▶ [Aim of the exercise]
Write every line of the following listing exactly as it reads.

==== Source records

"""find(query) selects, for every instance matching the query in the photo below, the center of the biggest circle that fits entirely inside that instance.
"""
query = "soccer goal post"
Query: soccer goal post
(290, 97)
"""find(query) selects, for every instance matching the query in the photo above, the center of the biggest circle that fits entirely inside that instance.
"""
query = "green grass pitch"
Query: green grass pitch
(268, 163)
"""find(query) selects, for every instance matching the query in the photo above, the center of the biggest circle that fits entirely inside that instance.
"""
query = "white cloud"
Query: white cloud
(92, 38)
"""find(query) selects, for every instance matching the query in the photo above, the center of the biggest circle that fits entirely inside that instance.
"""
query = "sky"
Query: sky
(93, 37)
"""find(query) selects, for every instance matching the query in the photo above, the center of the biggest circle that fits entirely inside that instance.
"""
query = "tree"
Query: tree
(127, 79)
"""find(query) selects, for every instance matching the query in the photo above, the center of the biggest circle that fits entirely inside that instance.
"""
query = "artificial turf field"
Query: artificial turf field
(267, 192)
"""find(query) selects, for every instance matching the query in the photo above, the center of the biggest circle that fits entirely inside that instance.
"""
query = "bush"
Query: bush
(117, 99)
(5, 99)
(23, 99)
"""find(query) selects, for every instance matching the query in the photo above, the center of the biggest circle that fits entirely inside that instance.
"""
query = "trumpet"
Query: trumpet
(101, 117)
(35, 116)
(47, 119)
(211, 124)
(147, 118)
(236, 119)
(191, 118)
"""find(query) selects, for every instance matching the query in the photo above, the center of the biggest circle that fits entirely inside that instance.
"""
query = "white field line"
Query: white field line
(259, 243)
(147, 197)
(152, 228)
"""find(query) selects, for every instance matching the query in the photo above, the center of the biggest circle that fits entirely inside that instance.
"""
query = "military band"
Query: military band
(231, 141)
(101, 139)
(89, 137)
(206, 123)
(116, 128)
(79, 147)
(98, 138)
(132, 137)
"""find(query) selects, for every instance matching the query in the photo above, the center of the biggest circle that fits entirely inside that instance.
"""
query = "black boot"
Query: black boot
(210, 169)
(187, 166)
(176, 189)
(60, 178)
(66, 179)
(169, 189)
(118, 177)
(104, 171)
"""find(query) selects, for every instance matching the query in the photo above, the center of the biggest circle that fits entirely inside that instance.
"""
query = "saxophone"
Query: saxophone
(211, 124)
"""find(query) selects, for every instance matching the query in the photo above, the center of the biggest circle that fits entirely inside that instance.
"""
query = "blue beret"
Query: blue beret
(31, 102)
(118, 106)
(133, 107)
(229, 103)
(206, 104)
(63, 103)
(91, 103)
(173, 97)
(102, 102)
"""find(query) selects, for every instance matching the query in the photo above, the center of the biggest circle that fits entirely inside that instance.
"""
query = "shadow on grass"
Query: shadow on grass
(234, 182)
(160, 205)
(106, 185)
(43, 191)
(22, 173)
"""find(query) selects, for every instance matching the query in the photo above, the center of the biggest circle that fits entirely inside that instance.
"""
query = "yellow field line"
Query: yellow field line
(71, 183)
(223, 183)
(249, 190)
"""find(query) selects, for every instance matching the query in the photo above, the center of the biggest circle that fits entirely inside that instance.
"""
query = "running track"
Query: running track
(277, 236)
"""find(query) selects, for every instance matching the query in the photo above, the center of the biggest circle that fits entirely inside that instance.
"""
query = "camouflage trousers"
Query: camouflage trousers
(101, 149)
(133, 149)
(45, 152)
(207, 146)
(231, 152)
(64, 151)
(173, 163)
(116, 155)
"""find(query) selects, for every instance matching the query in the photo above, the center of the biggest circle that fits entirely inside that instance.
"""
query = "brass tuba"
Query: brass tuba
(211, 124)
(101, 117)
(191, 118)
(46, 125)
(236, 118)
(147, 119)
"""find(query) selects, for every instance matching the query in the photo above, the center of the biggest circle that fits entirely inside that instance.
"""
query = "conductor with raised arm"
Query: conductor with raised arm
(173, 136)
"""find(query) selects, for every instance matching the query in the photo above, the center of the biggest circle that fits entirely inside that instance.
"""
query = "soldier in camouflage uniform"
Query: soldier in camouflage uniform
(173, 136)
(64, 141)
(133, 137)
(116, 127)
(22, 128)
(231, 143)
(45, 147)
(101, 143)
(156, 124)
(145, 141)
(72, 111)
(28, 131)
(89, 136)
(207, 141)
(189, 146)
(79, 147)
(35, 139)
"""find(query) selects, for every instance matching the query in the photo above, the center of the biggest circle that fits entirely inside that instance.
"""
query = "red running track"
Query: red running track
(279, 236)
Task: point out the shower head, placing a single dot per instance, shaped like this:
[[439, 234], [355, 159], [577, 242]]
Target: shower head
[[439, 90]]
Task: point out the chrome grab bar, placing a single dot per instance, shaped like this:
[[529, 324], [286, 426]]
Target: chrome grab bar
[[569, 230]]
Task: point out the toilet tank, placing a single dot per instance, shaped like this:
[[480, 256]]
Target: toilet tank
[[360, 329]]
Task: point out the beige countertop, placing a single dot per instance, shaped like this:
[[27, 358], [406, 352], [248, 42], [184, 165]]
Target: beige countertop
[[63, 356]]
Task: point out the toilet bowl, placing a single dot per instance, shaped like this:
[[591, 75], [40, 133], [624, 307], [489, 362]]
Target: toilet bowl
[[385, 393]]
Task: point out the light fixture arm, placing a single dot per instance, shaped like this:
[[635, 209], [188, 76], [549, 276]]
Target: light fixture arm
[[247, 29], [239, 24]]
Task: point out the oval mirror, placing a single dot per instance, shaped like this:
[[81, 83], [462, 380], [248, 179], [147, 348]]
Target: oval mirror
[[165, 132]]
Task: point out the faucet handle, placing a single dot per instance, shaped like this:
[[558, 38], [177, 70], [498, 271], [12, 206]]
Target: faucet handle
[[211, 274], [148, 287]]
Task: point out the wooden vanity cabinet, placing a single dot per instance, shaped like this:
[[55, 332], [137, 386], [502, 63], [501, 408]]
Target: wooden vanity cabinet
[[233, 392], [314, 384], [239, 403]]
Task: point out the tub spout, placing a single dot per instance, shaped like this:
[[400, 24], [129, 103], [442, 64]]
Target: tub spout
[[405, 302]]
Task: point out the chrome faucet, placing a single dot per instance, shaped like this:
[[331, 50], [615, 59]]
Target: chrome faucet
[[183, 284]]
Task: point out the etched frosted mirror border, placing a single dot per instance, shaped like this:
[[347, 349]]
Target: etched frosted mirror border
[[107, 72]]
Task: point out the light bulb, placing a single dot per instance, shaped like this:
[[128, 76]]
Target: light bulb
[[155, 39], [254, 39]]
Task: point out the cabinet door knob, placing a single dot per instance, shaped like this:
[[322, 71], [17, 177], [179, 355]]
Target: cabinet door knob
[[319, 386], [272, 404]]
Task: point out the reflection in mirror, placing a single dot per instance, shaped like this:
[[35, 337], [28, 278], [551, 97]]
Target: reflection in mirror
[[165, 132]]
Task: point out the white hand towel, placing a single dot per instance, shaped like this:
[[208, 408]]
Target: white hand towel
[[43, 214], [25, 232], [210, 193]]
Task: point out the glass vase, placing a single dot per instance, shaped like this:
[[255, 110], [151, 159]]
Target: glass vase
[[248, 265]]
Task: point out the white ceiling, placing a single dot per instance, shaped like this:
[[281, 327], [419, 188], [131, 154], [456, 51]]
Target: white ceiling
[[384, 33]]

========

▶ [Solution for this problem]
"""find(query) selects, for every instance matching the query in the photo below, the center of the biggest circle that fits entirely inside that instance.
"""
query = "soccer goal post"
Query: soccer goal post
(290, 97)
"""find(query) selects, for every instance matching the query in the photo above, the center of the biggest circle that fits entirely inside that instance.
"""
query = "green grass pitch"
Query: green grass pitch
(268, 163)
"""find(query) selects, for every instance matching the query in the photo above, the center of the biggest circle that fits entirely inside that instance.
"""
query = "white cloud"
Query: white cloud
(92, 38)
"""find(query) selects, for every instance matching the query in the photo above, the center of the biggest circle that fits entirely inside that instance.
"""
query = "sky"
Query: sky
(93, 37)
"""find(query) selects, for every instance matching the query in the photo above, the center of the biggest circle that fits entirely inside that instance.
"""
query = "tree"
Query: tree
(127, 79)
"""find(query) selects, for every instance matching the query in the photo above, the center of the biggest circle that fits entirely inside that instance.
"""
query = "artificial turf field"
Query: artificial turf field
(267, 192)
"""find(query) selects, for every instance matching the query in the photo above, the center of the biggest circle that fits entirely inside that instance.
"""
query = "bush"
Query: bush
(117, 99)
(5, 99)
(23, 99)
"""find(query) selects, for every instance matching the query in the photo above, the center of the biggest circle that fits entirely inside that instance.
"""
query = "trumpet"
Query: trumpet
(101, 117)
(35, 116)
(47, 119)
(211, 124)
(147, 118)
(236, 119)
(191, 118)
"""find(query) selects, for every instance matching the query in the photo above, the center of the biggest circle that fits entirely inside that instance.
"""
query = "white field line"
Query: white field line
(259, 243)
(147, 197)
(152, 228)
"""find(query) selects, for every instance matching the query in the photo above, the center of the biggest circle that fits entirely inside that instance.
"""
query = "military band"
Query: military band
(231, 141)
(101, 139)
(89, 137)
(206, 123)
(116, 128)
(79, 147)
(98, 138)
(132, 137)
"""find(query) selects, for every instance matching the query in the photo above, the center of the biggest circle that fits entirely inside that instance.
"""
query = "black boot"
Query: black boot
(210, 169)
(187, 166)
(176, 189)
(60, 178)
(66, 179)
(169, 189)
(118, 177)
(104, 171)
"""find(query) selects, for every instance matching the query in the photo above, the center of the biggest circle that fits entirely inside that instance.
"""
query = "saxophone"
Query: saxophone
(211, 124)
"""find(query) selects, for every instance matching the query in the photo above, the center of the biggest circle that fits entirely inside that instance.
"""
query = "blue beret"
Query: blue beret
(31, 102)
(118, 106)
(133, 107)
(229, 103)
(206, 104)
(63, 103)
(91, 103)
(173, 97)
(102, 102)
"""find(query) selects, for every instance matching the query in the photo above, the center of the biggest circle that fits entirely inside that instance.
"""
query = "shadow on grass"
Query: shadow on grass
(234, 182)
(160, 205)
(106, 185)
(43, 191)
(22, 173)
"""find(query) selects, for every instance matching the query in the photo above, the center of the biggest circle that fits entirely inside that instance.
"""
query = "yellow field line"
Query: yellow field line
(71, 183)
(223, 183)
(249, 190)
"""find(query) selects, for every instance matching the query in the photo above, the center of the biggest circle that fits entirely inside that instance.
"""
query = "running track"
Query: running track
(277, 236)
"""find(query) selects, for every instance matching the query in the photo above, the center of the biggest circle that fits entirely inside that instance.
"""
query = "camouflage trousers"
Query: camouflage trousers
(101, 149)
(133, 149)
(45, 152)
(207, 146)
(231, 152)
(64, 151)
(173, 163)
(116, 155)
"""find(query) selects, for every instance matching the query in the photo above, the center of the biggest circle that fits entirely inside that instance.
"""
query = "brass tuba"
Query: brass tuba
(211, 124)
(101, 117)
(191, 118)
(46, 125)
(236, 118)
(147, 119)
"""find(query) selects, for every instance matching the query in the photo above, the center of the biggest circle that fits entirely inside that instance.
"""
query = "conductor with raised arm"
Query: conductor with raised arm
(173, 136)
"""find(query) selects, for every instance matching the query in the photo above, the center of the biggest circle that fits entirely inside that instance.
"""
query = "soldier in camouflage uniform"
Query: soldier in camouflage uniform
(173, 136)
(64, 141)
(133, 137)
(116, 127)
(22, 128)
(231, 143)
(45, 147)
(101, 143)
(156, 124)
(145, 141)
(72, 111)
(28, 131)
(89, 136)
(207, 141)
(189, 146)
(79, 147)
(35, 139)
"""find(query) selects, for every instance matching the query in the photo above, the center of the biggest circle that fits entirely inside that instance.
"""
query = "red running track"
Query: red running track
(279, 236)
Task: point out the shower head, placing a single dot per instance, shaped like this:
[[439, 234], [355, 159], [577, 242]]
Target: shower head
[[439, 90]]
Task: point out the chrome grab bar, placing a single dot per instance, shaped like this:
[[529, 324], [286, 426]]
Target: chrome grab bar
[[569, 230]]
Task: point out the toilet tank, placing a single dot per instance, shaped like this:
[[480, 256]]
Target: toilet tank
[[360, 329]]
Task: point out the beige countertop, placing a single dot per instance, shaped like this:
[[27, 358], [406, 352], [248, 42], [184, 165]]
Target: beige countertop
[[63, 356]]
Task: point out the toilet bowl, placing a single dot per instance, shaped like this:
[[591, 75], [40, 133], [624, 307], [489, 362]]
Target: toilet bowl
[[385, 393]]
Task: point out the light fixture arm, placing a single dot per instance, shaped like this:
[[635, 209], [188, 76], [549, 276]]
Target: light fixture arm
[[247, 29], [239, 24]]
Task: point out the oval mirror, placing a single dot per instance, shaped like this:
[[81, 83], [462, 380], [248, 179], [147, 348]]
Target: oval mirror
[[165, 132]]
Task: point out the faucet handle, placing a single dot per instance, shaped like this:
[[558, 38], [177, 70], [498, 271], [12, 206]]
Target: faucet handle
[[211, 274], [148, 287]]
Task: point out the wooden vanity cabinet, placing a single dot per instance, shaped like this:
[[55, 332], [137, 386], [502, 63], [501, 408]]
Target: wooden vanity cabinet
[[233, 392], [314, 384], [239, 403]]
Task: point out the tub spout, placing a single dot per instance, shaped like this:
[[400, 24], [129, 103], [442, 64]]
Target: tub spout
[[405, 302]]
Task: point out the chrome faucet, placing a single dot per instance, shaped like this:
[[331, 50], [615, 59]]
Target: chrome faucet
[[183, 284]]
Task: point out the etched frosted mirror border, placing a single dot per instance, shaped like this:
[[347, 349]]
Target: etched frosted mirror border
[[107, 72]]
Task: point out the light bulb, placing a single dot per instance, shaped like this:
[[128, 76]]
Target: light bulb
[[155, 39], [254, 39]]
Task: point out the cabinet door knob, placing a single dot per instance, shaped like this:
[[322, 71], [17, 177], [179, 355]]
Target: cabinet door knob
[[319, 386], [272, 404]]
Task: point out the reflection in mirror, placing a single dot per instance, shaped like this:
[[35, 337], [28, 278], [551, 97]]
Target: reflection in mirror
[[165, 132]]
Task: point out the white hand towel, placing a single dot per instance, shaped like this:
[[208, 408]]
Target: white hand towel
[[43, 214], [25, 232], [210, 193]]
Task: point out the glass vase, placing a single dot per instance, shaped like this:
[[255, 110], [151, 159]]
Target: glass vase
[[248, 265]]
Task: point out the white ceiling, placing a single dot per instance, shaped like this:
[[281, 327], [419, 188], [131, 154], [456, 51]]
Target: white ceiling
[[384, 33]]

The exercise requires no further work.